> [Job a]: Transcribe the passage of the text on Europe's crises from "This dilemma has" to "meant to be.".

> [Selected text]:
● ● ● ●

A series of interlocking crises is putting Europe’s common integration project, now and in the future, at risk. As a result, the European Union finds itself in deep existential trouble at the very time when - against a background of growing uncertainty, a rapidly changing environment, and an increasingly unstable neighborhood - coherence and momentum are most needed.

This dilemma has been felt with particular intensity in the four major southern European member-states: Spain, Portugal, Italy and Greece. These countries may be heterogeneous socially and economically, but they have vital experiences in common. The way in which these member-states emerge from current crises and find their way to recovery will determine the future of the EU as a whole - and as the integrative, balanced and democratic joint project it is meant to be.

The widening gaps

The financial and economic convulsions of the Eurozone have revealed how flawed was Europe's monetary-union design. When they erupted in 2008-09, deflation seemed the only available policy response, creating a burden of adjustment that fell very unevenly: mainly on salaried workers and the indebted middle classes in the deficit countries, while the surplus countries were let off the hook. The poor management of the euro crisis thus created an ever widening north-south gap within the union, but also to an erosion of democratic legitimacy - again, particularly in its southern periphery.

● ● ● ●

> [Records provided]:
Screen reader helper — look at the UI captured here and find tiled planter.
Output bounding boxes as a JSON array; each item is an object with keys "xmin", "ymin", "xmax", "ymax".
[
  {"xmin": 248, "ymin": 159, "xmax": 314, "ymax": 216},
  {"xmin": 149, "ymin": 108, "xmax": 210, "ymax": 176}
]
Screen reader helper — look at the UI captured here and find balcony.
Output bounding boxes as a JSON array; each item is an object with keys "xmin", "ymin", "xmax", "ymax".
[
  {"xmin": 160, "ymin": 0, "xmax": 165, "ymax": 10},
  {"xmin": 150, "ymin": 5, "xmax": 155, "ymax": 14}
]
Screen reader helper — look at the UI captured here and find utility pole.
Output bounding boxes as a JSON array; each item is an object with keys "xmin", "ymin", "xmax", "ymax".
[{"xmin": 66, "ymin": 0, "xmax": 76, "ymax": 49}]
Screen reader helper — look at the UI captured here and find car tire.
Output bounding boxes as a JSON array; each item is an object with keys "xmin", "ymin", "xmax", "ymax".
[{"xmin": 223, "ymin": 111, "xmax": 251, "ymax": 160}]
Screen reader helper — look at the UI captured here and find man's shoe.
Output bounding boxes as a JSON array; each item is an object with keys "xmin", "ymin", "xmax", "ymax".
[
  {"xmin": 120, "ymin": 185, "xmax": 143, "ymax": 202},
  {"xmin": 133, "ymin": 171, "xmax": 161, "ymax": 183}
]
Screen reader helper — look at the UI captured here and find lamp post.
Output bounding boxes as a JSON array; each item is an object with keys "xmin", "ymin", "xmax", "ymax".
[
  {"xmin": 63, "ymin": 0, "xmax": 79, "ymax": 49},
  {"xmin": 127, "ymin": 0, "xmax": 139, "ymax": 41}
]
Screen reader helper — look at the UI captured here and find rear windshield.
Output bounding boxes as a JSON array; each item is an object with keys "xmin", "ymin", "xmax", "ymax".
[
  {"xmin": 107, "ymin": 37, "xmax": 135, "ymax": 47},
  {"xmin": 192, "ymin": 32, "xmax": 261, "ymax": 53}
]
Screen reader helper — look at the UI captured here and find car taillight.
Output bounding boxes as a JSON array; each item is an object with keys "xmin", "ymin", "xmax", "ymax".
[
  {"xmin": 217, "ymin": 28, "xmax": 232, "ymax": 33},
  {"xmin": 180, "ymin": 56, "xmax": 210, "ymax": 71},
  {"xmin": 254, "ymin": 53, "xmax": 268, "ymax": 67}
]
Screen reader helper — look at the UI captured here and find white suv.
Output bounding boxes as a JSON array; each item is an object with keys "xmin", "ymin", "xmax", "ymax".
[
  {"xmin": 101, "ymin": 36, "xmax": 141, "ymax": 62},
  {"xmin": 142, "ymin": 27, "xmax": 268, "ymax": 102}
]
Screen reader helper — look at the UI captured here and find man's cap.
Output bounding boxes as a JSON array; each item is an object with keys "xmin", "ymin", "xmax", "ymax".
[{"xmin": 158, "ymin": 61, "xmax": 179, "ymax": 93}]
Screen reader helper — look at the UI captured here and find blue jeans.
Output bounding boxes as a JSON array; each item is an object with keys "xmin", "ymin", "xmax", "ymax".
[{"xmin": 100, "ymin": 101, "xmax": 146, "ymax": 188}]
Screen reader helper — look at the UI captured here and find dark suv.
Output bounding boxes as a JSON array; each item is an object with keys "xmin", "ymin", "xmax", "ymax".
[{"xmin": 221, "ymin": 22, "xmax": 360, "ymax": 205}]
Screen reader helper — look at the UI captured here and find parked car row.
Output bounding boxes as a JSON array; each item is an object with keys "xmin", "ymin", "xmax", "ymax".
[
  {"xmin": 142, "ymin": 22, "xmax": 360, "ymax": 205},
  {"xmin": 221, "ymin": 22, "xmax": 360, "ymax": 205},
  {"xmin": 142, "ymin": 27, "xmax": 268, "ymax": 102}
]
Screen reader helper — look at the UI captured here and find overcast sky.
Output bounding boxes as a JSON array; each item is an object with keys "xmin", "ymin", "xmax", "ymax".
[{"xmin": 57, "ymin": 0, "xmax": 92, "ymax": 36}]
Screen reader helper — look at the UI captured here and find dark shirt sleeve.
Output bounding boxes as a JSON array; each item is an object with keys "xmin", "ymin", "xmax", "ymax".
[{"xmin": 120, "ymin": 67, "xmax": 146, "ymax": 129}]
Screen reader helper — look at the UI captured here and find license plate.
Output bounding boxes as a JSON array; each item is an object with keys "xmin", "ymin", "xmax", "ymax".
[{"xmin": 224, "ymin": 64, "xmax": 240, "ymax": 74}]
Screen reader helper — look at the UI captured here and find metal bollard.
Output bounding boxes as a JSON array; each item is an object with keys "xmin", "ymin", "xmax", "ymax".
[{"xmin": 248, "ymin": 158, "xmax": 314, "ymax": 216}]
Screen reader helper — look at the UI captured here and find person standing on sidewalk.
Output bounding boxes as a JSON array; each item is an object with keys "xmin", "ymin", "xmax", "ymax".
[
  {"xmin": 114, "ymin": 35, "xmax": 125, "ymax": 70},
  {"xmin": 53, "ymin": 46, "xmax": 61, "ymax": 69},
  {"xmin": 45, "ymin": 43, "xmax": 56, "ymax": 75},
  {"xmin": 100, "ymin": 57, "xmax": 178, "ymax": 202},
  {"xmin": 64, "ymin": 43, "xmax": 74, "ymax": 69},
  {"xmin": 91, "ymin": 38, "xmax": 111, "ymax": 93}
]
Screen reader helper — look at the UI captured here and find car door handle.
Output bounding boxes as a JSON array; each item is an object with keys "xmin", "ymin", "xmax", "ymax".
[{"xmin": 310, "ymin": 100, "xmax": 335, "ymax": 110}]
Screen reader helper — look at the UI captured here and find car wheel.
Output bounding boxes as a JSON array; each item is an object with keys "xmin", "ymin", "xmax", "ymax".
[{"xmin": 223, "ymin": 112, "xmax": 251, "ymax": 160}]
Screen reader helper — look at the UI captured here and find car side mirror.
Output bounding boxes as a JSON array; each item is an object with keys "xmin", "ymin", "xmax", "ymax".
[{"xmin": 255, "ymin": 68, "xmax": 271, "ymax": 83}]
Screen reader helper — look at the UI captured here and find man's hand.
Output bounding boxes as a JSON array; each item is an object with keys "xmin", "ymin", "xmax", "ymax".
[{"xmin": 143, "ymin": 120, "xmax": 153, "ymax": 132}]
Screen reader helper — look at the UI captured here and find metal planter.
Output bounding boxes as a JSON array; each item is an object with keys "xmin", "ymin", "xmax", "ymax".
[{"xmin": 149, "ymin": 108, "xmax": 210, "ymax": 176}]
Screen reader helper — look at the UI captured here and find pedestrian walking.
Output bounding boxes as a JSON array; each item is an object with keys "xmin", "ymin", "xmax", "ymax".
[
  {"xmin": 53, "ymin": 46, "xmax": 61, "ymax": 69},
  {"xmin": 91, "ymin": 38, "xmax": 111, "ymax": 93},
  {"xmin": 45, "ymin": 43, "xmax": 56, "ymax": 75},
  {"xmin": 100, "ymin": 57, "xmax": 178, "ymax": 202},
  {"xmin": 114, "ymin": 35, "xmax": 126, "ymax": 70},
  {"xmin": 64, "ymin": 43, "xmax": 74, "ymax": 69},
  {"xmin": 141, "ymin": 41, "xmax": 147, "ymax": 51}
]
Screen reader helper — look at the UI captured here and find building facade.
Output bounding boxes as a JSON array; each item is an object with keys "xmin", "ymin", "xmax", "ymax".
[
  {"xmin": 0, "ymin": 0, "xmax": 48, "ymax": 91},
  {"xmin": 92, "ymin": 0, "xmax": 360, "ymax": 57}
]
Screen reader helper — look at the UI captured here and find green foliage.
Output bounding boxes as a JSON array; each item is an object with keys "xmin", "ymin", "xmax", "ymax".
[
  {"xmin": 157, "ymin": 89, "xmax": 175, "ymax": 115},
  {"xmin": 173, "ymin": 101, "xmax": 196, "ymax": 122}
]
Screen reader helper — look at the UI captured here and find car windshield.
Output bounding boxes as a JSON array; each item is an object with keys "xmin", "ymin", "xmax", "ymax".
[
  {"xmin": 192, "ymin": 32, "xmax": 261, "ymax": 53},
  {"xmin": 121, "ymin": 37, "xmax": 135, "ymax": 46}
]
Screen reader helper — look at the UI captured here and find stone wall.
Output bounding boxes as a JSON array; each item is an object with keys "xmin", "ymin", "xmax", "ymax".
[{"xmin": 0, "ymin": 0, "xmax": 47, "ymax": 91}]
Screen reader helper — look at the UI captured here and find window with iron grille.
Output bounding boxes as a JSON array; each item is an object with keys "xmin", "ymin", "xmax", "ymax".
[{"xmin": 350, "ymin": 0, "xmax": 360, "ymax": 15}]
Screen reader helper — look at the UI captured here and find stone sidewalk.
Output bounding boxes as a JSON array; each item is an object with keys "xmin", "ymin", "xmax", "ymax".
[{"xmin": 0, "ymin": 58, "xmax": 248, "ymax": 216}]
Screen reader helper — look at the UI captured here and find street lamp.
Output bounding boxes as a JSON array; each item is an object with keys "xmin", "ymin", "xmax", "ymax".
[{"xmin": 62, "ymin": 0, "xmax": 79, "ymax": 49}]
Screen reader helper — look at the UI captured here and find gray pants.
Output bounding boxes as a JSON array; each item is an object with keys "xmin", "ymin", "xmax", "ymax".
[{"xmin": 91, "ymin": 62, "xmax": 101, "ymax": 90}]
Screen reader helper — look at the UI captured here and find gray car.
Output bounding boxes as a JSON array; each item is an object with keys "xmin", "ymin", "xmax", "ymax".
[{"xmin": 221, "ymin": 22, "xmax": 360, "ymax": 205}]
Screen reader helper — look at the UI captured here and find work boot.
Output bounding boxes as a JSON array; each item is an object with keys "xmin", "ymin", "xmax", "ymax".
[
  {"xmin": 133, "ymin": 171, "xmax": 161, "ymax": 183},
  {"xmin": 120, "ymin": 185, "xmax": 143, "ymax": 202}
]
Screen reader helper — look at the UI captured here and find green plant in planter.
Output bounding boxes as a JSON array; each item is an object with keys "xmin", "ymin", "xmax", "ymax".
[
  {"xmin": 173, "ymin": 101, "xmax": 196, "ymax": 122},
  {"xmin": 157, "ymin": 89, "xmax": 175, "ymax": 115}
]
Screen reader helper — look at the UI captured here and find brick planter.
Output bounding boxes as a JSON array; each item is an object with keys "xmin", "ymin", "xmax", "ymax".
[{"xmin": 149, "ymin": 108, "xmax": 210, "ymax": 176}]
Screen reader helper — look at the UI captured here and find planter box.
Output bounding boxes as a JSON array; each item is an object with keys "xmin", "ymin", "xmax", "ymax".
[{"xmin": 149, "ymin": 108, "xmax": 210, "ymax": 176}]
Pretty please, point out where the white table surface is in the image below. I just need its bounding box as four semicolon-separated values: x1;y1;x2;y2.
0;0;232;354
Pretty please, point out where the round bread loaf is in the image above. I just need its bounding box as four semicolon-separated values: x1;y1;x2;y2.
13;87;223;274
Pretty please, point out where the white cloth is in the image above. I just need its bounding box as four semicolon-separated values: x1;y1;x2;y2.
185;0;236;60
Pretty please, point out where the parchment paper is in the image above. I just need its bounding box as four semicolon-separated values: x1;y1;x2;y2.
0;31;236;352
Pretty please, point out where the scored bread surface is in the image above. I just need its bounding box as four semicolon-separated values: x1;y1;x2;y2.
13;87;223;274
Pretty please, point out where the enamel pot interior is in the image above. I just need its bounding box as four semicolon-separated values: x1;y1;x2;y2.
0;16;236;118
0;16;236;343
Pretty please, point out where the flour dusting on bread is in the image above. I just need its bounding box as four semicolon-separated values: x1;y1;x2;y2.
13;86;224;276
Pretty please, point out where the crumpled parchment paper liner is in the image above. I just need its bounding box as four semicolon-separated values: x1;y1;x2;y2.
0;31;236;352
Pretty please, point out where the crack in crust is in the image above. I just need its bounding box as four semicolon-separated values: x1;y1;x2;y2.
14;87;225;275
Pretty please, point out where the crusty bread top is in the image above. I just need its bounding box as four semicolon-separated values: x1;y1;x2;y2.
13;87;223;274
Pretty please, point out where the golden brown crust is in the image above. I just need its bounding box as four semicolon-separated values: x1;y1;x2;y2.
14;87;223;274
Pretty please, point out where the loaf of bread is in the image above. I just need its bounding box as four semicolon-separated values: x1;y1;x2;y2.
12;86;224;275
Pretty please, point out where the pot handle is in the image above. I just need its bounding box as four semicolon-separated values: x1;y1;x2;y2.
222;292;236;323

● ● ● ●

> [Job b]: Report how many lines of the records contain the string "stone", matching case exactly, and give only the number.

> [Correct answer a]:
This dilemma has been felt with particular intensity in the four major southern European member-states: Spain, Portugal, Italy and Greece. These countries may be heterogeneous socially and economically, but they have vital experiences in common. The way in which these member-states emerge from current crises and find their way to recovery will determine the future of the EU as a whole - and as the integrative, balanced and democratic joint project it is meant to be.

> [Correct answer b]: 2